**Document segment**

▬▬▬▬▬▬▬▬▬▬

Since the guys that wrote #ziplib didn’t have the CLR in mind there are several things that break without UNSAFE set. As I mentioned earlier the use of finalizers and static fields were the two big ones. I will at some point recode those parts but for now they are still in place. The second thing is the library covers a lot more functionality that I actually need, So I’ve removed the bits I can without refactoring the library. The resulting DLL isn’t horribly big at this point but I figure when I get around to coding up the finalizers I’ll refactor down to what I need then. One big plus for me though is #ziplib is all managed code written in C# so it is pretty easily added directly into my DLL so I don’t have to register two assemblies or call down to the file system to a unmanaged DLL. Compression is handled by RijndaelManaged which is a built in .net 2.0 libraries.

The big downer for me was trying to debug the the code in Visual Studio 2008, when it did work it was ok but It would fail to connect or fail to register the assemblies so I just fell back to injecting debug messages and running tests manually in SSMS.

One thing I really like about programming languages like C# is method overloading, I really wished you could do that with stored procedures! Since I can’t there were only two options, a stored proc that had lots of flags and variables that may or may not be used and handle it all under the covers or just build each option into a proc with simple callers and a descriptive name. I voted for option two. Some of the T-SQL procedures are used internally by the CLR procedures while all the CLR procedures are called by the user.

Here is the list procedures and what they do.

Called by CLR procedures as helpers

InsertFile
Is called by every proc that inserts a file into the database.

SavePassphrase
Called by StorePassPhrase to handle insert into database.

RetrievePassPhrase
Called by any proc that has to decrypt a file stream

RetrieveFile
Called by any proc that retrieves a file from the database

Called by Users

T-SQL Procedures

InsertTag
Called by User supplying a file id and list of key words or “tags” as a search helper other than file name.

RetrieveFileDetails
Get details on a single file or every file stored in the database.

CLR Procedures

StorePassPhrase
Give it a password and it generates a secure hash stored into the database for symmetric encryption

Below all store a file from the file system into the database.
StoreFile
StoreFileEncrypted
StoreFileCompressed
StoreFileEncryptedCompressed

Below all retrieve a file from the database back to the file system.
ExtractFileToDisk
ExtractFileToDiskEncrypted
ExtractFileToDiskCompressed
ExtractFileToDiskEncryptedCompressed

Below all retrieve a file from the database but returns a record set with the file name and the BLOB data.
ExtractFileToRecord
ExtractFileToRecordEncrypted
ExtractFileToRecordCompressed
ExtractFileToRecordEncryptedCompressed

And lastly, I put in an xp_getfiledetails clone since I wanted a way to verify the file is on disk and get attributes it seemed pretty straight forward since I’m getting the same details when i write the file to the database anyway.

Final Thoughts

This project isn’t done yet. there are a few more things to be added other than the code cleanup I mentioned already.

Off line decryption tool so the files dumped to disk still encrypted can be worked with.

▬▬▬▬▬▬▬▬▬▬

**Data provided**

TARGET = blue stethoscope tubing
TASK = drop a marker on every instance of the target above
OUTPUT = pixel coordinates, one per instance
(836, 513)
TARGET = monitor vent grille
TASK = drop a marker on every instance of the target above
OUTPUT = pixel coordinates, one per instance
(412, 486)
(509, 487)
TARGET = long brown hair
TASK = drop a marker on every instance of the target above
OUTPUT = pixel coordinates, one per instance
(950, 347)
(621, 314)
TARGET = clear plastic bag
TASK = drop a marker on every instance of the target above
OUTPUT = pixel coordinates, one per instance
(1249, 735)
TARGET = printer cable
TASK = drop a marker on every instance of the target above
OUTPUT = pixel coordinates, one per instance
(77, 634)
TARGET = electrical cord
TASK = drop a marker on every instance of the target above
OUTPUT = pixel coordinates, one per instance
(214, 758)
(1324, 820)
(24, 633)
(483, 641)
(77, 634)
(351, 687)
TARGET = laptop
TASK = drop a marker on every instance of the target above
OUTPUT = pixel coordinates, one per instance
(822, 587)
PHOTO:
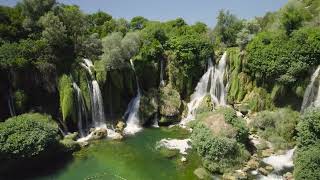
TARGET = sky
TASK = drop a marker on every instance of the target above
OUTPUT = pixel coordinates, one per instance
(161, 10)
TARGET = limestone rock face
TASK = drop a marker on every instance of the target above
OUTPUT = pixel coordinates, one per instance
(169, 105)
(99, 134)
(202, 173)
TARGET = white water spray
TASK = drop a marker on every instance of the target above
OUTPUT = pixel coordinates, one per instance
(311, 96)
(161, 72)
(81, 111)
(11, 105)
(132, 112)
(216, 89)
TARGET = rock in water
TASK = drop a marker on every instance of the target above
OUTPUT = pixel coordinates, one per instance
(201, 173)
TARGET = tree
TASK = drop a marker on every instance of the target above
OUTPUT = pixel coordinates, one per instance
(28, 136)
(227, 28)
(138, 23)
(293, 15)
(54, 30)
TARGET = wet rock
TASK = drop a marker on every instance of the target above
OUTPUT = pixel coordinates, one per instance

▬▬▬▬▬▬▬▬▬▬

**Given request 1**
Repeat the write-up on storing files in a database with CLR procedures, copying everything from "Here is the" down to "file into the database.".
**Given request 2**
Pick up the write-up on storing files in a database with CLR procedures after its last line, and continue it.

**Task answer 1**
Here is the list procedures and what they do.

Called by CLR procedures as helpers

InsertFile
Is called by every proc that inserts a file into the database.

**Task answer 2**
Additional stored procedures for searching for files by tag or by attributes like name, size, etc.

A real installer and not a zip file with T-SQL scripts.

After that it goes into maintained mode with no new features but work on speeding it up, reducing the memory impact and fixing any bugs that are found. I really want to avoid this growing into a huge library, Keep it simple, do one thing and do it well.

Resources

Here are some things that helped me along the way.

Development Tools

Visual Studio 2008 
could have used notepad but hey I’m getting lazy in my old age.

JetBrains ReSharper 4.5
If you are using Visual Studio ReSharper is a must. I feel like I’m programming the the stone age without it.

GhostDoc
Free tool to help you document your C# code using XMLDoc. Yet something else I wished I could do with stored procedures

Doxygen
If you are building documentation and have XMLDoc in your code this can make it easier to gather it all together. It isn’t perfect but it is free.

Books

Both solid text Pro SQL Server 2005 has a chapter on CLR

Pro SQL Server 2005

 

This one is dedicated to just CLR and was also invaluable to me.

Pro SQL Server 2005 Assemblies

 

On The Web

http://www.sqlclr.net
Devoted to the CLR with some nice resources.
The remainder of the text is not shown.